[Dataset items]
---------------

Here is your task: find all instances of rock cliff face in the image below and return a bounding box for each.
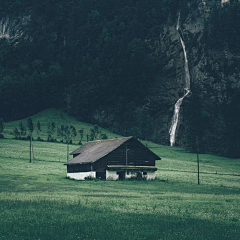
[148,1,240,145]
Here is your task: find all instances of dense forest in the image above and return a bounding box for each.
[0,0,240,157]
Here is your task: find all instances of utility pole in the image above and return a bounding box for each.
[126,145,127,166]
[196,136,200,185]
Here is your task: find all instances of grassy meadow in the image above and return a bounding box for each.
[0,111,240,239]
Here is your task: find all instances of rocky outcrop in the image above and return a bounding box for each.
[148,0,240,145]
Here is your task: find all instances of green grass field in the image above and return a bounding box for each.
[0,111,240,239]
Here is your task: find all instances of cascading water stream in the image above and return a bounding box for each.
[169,13,190,146]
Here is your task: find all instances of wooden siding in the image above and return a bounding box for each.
[67,163,93,173]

---------------

SHORT TASK: Rewrite the items from the line with "Here is your task: find all instances of dense" through the end of the items, putting "in the photo above" wherever "in the image above" appears and changing nothing else.

TASK RESPONSE:
Here is your task: find all instances of dense forest in the photo above and return a bounding box for each.
[0,0,240,157]
Here is your task: find all instances of utility pole in the photo above and return a bounding box for each.
[126,145,127,166]
[196,136,200,185]
Here is your task: find all instances of grassy meadow in the photo above and return a bounding box for each.
[0,111,240,239]
Here is your task: find all instances of rocky outcrop in the photo above and return a bounding box for each.
[148,0,240,145]
Here is your task: find all instances of green grass field in the photo above and return a bounding box for each.
[0,111,240,239]
Here is your task: find all instances of cascading water stream in the photo above and return a bounding box for each.
[169,13,190,146]
Here is your task: find all instances of wooden siding in the photo above and return a bounding box for each.
[67,163,93,173]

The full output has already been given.